- [Brief]: Restate the data exactly as given and keep the pictures out.

- [Source data]:
———

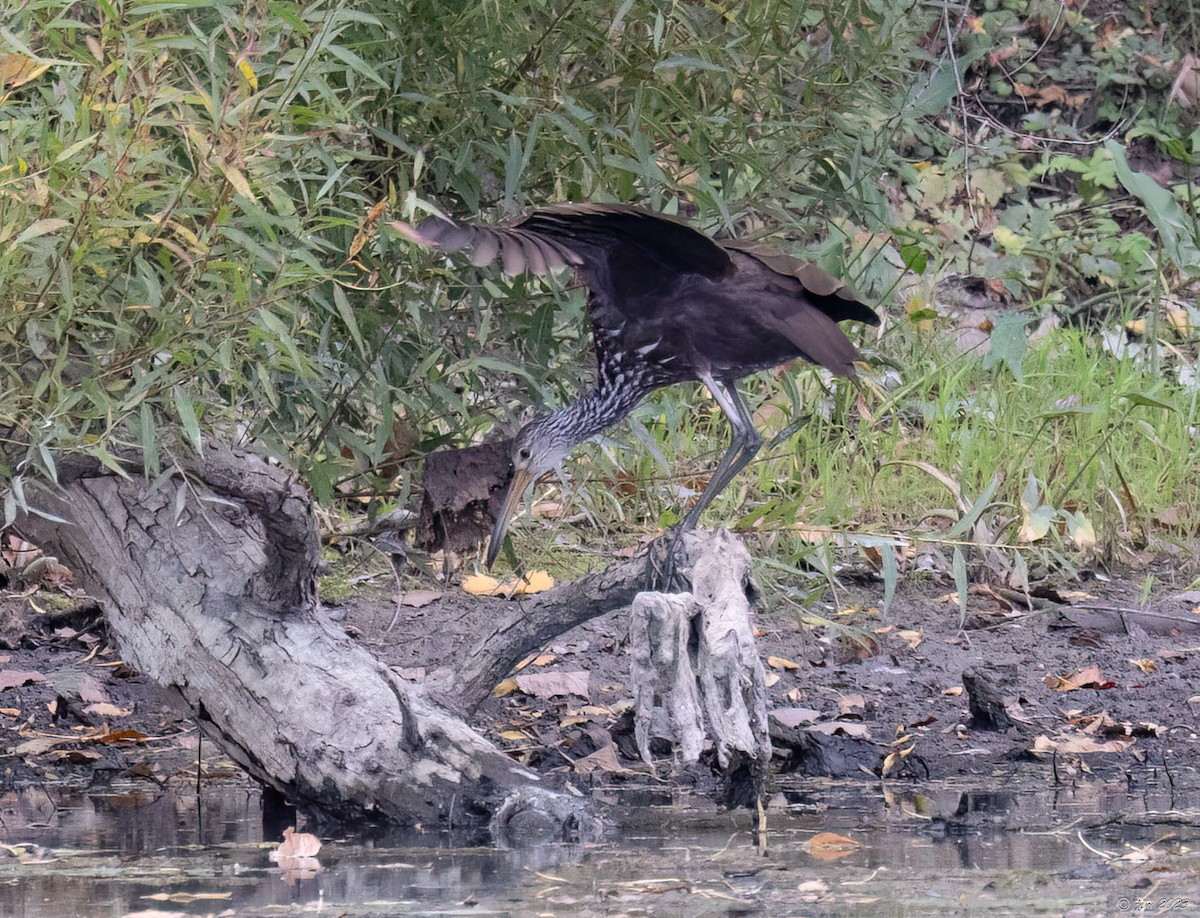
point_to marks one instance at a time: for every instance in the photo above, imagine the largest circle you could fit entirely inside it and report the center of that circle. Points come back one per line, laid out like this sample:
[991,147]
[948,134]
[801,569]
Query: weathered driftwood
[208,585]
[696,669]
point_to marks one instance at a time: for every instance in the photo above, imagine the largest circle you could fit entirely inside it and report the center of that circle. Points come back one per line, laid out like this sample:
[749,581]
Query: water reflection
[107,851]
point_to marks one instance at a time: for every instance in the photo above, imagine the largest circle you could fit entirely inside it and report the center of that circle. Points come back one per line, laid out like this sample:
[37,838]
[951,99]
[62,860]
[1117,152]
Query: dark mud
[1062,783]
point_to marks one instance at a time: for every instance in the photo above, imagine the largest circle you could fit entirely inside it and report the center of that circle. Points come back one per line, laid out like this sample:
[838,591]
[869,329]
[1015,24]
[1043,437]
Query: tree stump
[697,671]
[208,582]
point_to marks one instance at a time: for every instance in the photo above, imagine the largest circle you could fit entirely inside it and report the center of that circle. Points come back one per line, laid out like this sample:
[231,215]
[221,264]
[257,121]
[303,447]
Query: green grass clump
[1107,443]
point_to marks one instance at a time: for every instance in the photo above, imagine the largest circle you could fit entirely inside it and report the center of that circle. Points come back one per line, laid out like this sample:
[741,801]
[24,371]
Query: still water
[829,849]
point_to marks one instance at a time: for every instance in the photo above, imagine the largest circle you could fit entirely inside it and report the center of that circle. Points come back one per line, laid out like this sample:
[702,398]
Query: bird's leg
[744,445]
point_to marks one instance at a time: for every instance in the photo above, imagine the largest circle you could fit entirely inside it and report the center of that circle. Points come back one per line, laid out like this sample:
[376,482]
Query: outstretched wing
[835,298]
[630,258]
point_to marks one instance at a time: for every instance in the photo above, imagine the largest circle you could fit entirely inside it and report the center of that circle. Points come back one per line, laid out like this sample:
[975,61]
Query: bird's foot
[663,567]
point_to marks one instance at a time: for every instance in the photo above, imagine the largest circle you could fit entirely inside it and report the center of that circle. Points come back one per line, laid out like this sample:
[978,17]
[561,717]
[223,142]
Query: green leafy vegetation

———

- [Response]:
point_to marks one instance at a time: for every instance in the photo above, imagine the largest circle you could fit entirely inside it and report the center of that circle. Points come back one per line, laid out like this sample:
[991,147]
[948,134]
[801,569]
Query: weathered driftwood
[208,585]
[696,669]
point_to marks one instance at a time: for every instance in the photo above, imagine the largest circle you could fit entirely inside it and report the center of that circle. Points come back one per line, laid out like this sample:
[749,581]
Query: water reflection
[107,851]
point_to marks one instance at a time: for every instance in the photo above, imagine the largest circle you could fit entirely inside it and report the center of that circle. Points come back one per line, laid out like this sample:
[37,838]
[951,99]
[62,860]
[1117,152]
Query: dark mud
[1062,783]
point_to marks one instance at a time: for every instance in the photo above, imagine the largest circle you could fit entirely inside it and report the center of that circle. Points come back one per line, laid out like this sample:
[838,591]
[869,329]
[1015,24]
[1043,437]
Query: tree stump
[697,671]
[208,582]
point_to marks one instance at a time: for every instance in the photo above, imagine the largest circle you could fit entirely inside it and report the center of that circle. Points come back one per line, laid out like this sample:
[231,215]
[221,264]
[257,121]
[303,447]
Query: green grass clump
[1107,443]
point_to marks one instance at a time: for every instance in the photo above, imagine the largest circle you could fit entirely inside it and report the center of that circle. Points come back one per line, laid out like this sample:
[741,801]
[24,371]
Query: still water
[829,849]
point_to marks one instance at a time: for every instance in the photo above, imagine the largest circle you could fit entirely inside it and report the center of that circle. Points come back one per line, laid out like this sample:
[702,398]
Query: bird's leg
[744,445]
point_to marks one instance at a time: for every instance in the photo above, imagine the largest circle you could fit entirely inside it and report the center of that circle. Points come back one per line, laid out like this sample:
[376,482]
Query: outstretched wing
[835,298]
[630,258]
point_to marks one instance at a time: for every instance in the photo above, imagine the largest circle you could fit entirely inside it and report the center of that circle. Points come back one per line, laid out like this sample:
[975,61]
Query: bird's foot
[663,567]
point_to marks one instance at a time: for every instance in the photo above, imagine the largest circle you could fit entirely inside it and report the center of that circle. Points come back one per line, laid out like this sample:
[978,17]
[561,717]
[223,142]
Query: green leafy vegetation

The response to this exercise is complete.